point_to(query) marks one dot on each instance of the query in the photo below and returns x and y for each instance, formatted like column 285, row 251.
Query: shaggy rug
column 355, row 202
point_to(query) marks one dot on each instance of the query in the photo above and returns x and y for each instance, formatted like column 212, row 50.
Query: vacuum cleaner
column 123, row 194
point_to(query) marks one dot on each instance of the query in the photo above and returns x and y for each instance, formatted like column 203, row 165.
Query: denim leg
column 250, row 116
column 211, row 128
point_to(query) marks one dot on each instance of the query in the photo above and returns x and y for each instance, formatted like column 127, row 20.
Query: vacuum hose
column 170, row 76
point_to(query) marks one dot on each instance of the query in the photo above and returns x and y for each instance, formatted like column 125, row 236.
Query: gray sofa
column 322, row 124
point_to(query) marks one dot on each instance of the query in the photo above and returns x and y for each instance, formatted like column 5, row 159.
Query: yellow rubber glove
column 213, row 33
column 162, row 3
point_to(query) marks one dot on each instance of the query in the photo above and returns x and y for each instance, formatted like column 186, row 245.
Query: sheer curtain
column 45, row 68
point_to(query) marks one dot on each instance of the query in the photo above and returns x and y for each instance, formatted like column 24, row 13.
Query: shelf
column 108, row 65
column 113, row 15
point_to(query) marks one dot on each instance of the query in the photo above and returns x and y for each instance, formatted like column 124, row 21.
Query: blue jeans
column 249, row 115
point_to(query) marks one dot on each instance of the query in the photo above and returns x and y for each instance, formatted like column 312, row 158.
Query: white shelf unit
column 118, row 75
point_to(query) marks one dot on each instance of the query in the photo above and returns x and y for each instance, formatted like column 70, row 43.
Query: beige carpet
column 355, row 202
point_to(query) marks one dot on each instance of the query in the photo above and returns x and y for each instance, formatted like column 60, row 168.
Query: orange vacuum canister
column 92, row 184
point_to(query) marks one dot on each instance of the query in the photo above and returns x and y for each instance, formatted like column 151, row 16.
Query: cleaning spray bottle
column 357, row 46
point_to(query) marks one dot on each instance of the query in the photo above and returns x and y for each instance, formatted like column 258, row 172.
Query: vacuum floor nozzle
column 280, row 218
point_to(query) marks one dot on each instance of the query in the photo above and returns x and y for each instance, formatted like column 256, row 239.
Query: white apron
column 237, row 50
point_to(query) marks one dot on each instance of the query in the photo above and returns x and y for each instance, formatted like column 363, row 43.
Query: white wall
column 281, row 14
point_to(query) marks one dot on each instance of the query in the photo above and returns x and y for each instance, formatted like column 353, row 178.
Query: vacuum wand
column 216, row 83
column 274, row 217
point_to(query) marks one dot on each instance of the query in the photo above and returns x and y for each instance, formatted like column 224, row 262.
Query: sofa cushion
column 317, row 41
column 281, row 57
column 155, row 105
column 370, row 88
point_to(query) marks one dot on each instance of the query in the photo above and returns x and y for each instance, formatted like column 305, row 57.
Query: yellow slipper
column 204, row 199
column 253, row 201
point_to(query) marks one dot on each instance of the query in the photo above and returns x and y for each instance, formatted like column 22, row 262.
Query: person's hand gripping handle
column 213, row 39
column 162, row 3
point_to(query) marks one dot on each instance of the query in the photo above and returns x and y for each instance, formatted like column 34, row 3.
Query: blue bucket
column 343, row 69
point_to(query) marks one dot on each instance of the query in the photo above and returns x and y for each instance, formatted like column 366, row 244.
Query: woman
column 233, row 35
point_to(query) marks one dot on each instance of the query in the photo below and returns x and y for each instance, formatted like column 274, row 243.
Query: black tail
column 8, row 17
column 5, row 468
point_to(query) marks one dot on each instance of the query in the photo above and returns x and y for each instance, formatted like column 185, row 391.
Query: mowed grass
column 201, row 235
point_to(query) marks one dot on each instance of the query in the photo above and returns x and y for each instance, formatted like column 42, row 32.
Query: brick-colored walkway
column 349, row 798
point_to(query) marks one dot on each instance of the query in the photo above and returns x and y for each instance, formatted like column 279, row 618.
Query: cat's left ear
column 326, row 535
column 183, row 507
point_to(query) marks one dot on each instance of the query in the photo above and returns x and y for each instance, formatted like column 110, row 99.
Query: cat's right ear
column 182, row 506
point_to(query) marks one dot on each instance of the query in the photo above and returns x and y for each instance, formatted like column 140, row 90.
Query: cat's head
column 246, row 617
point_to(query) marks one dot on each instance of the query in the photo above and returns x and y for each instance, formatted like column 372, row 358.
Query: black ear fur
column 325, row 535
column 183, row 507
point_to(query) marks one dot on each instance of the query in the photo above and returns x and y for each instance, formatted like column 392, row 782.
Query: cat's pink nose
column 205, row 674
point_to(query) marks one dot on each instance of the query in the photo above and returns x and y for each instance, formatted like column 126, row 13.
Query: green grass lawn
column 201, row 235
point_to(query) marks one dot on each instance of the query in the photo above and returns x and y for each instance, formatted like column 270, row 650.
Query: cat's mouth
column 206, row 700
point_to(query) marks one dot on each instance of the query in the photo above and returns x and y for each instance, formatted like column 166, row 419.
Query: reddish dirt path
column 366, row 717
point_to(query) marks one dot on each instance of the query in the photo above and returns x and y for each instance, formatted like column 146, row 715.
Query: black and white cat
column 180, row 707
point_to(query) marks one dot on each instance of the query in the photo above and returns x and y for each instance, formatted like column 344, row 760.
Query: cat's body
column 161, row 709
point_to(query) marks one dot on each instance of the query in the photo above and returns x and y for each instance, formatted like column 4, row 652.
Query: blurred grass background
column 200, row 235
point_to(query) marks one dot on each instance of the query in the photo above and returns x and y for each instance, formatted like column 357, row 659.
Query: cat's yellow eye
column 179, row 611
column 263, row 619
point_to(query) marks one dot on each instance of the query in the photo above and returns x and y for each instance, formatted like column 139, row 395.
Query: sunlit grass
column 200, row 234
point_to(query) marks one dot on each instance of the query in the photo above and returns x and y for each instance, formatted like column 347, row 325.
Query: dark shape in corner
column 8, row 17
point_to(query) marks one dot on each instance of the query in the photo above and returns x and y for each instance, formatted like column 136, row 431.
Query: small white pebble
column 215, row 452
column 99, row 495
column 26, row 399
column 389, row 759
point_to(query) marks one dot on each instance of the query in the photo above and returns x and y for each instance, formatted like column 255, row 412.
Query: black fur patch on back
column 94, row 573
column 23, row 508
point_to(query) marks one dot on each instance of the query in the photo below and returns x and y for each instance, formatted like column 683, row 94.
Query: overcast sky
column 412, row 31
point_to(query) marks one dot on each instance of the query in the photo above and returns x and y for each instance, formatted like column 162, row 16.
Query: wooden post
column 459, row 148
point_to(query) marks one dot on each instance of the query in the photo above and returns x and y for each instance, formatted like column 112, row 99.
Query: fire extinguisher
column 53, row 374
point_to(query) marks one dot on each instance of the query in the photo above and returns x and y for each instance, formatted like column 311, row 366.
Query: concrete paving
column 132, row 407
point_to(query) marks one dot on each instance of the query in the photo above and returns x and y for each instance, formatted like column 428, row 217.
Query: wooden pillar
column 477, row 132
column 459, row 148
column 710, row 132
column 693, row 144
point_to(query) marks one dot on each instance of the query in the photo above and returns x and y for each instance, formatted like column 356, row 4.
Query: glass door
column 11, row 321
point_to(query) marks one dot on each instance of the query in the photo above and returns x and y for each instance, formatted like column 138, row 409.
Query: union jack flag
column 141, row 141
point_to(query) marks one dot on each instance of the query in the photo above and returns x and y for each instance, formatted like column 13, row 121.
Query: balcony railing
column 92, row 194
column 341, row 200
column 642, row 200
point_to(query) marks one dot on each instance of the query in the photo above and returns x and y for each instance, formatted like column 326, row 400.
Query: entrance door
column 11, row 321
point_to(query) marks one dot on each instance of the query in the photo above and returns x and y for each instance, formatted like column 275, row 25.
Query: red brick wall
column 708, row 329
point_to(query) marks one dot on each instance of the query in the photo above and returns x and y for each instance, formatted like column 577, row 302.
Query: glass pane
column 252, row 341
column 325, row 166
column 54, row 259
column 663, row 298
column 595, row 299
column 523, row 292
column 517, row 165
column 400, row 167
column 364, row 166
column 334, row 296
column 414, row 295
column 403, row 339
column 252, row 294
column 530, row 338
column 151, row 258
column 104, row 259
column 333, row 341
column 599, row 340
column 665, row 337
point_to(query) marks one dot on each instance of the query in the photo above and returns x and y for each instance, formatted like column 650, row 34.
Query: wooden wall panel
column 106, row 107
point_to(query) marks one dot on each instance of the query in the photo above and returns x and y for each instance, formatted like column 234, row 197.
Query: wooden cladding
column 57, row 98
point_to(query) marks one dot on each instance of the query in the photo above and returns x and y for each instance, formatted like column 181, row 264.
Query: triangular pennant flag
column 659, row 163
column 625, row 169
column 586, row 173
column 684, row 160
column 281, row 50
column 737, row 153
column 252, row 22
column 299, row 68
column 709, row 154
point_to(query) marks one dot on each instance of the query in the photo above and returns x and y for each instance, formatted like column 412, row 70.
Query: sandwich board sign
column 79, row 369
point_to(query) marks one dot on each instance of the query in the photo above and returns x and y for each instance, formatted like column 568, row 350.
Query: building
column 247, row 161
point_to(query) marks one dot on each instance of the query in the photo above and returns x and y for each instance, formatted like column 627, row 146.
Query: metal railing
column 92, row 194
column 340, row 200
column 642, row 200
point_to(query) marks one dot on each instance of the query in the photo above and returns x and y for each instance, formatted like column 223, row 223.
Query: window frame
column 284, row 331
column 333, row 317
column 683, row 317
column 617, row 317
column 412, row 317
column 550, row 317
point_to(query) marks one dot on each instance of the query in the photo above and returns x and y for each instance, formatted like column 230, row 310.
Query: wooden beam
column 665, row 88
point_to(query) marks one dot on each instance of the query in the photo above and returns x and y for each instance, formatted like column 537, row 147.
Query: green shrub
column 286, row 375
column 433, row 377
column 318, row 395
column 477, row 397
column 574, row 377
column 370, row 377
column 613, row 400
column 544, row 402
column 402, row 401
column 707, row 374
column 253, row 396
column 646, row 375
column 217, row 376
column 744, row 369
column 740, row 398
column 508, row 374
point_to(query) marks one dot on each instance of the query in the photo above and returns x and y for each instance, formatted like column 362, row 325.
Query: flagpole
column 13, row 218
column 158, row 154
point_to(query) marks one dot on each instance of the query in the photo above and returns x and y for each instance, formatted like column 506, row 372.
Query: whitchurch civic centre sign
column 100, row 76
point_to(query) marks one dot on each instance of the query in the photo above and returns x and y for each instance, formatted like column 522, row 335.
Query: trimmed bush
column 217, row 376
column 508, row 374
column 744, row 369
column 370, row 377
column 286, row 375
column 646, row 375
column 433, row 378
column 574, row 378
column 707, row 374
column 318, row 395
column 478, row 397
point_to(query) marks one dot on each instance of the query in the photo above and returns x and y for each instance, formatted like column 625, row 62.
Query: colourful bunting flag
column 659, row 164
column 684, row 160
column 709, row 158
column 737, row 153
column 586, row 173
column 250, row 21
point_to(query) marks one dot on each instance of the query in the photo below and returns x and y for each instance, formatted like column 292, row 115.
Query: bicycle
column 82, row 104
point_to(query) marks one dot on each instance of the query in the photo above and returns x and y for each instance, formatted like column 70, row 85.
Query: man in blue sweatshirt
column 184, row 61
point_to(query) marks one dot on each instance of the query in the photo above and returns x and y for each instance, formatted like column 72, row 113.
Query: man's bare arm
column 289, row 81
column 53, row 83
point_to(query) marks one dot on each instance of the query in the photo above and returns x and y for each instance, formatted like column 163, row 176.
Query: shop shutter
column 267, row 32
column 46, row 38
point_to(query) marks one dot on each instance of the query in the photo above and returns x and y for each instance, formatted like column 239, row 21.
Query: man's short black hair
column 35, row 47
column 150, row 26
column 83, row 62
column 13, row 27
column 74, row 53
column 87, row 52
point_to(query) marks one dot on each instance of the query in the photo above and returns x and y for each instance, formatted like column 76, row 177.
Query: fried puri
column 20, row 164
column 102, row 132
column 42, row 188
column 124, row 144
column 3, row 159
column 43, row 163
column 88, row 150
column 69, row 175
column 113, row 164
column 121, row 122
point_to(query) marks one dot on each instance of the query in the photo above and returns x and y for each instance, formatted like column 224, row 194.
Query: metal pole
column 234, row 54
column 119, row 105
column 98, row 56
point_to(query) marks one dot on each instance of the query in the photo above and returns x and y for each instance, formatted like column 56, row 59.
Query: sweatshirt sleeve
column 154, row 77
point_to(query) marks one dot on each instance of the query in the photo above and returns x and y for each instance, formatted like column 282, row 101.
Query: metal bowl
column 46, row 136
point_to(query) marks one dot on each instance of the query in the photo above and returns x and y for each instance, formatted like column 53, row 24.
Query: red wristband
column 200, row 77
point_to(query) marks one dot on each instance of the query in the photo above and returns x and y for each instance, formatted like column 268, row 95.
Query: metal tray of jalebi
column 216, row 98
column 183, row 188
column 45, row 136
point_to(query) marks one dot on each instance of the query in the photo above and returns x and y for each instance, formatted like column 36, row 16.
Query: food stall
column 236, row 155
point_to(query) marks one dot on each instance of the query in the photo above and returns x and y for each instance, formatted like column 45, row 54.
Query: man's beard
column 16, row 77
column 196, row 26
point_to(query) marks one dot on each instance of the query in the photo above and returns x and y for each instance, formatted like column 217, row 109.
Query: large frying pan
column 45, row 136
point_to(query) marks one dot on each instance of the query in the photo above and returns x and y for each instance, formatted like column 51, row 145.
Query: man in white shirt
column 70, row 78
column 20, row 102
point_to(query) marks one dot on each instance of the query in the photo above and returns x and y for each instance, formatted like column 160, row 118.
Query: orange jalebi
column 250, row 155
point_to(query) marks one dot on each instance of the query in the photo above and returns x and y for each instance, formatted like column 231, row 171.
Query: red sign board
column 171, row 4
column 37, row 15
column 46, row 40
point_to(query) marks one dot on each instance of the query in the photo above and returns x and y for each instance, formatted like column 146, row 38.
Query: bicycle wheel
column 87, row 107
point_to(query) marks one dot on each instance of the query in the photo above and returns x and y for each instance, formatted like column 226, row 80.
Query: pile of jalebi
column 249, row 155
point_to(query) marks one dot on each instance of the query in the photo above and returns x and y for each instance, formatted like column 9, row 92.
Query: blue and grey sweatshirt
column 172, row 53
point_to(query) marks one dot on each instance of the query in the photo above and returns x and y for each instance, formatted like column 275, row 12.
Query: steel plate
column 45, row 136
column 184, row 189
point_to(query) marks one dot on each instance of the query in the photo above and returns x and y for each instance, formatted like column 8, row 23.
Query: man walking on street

——————

Work to be completed:
Retype exactly the lines above, from the one with "186, row 245." through the one with "256, row 239.", inclusive.

Your solution:
point_to(query) marks one dot on each instance of the query in the photo above and returns x and y for each instance, formatted like column 186, row 245.
Query: sheer curtain
column 45, row 68
point_to(query) marks one dot on each instance of the query in the photo above and returns x and y for each instance, formatted like column 24, row 13.
Query: shelf
column 108, row 65
column 113, row 15
point_to(query) marks one dot on each instance of the query in the photo above and returns x and y for each instance, formatted like column 124, row 21.
Query: blue jeans
column 249, row 115
point_to(query) marks one dot on each instance of the query in the photo above and returns x and y for each instance, formatted like column 312, row 158.
Query: white shelf unit
column 118, row 75
point_to(query) marks one dot on each instance of the query in the photo above and returns x and y for each instance, formatted like column 70, row 43.
Query: beige carpet
column 355, row 202
point_to(query) marks one dot on each instance of the query in the photo above and returns x and y for each instance, formatted like column 60, row 168.
Query: orange vacuum canister
column 92, row 184
point_to(query) marks one dot on each instance of the query in the photo above and returns x and y for each instance, formatted like column 151, row 16.
Query: cleaning spray bottle
column 357, row 46
point_to(query) marks one dot on each instance of the query in the photo above and returns x and y for each instance, formatted like column 258, row 172.
Query: vacuum floor nozzle
column 280, row 218
point_to(query) marks one dot on each instance of the query in the photo above and returns x and y for each instance, formatted like column 256, row 239.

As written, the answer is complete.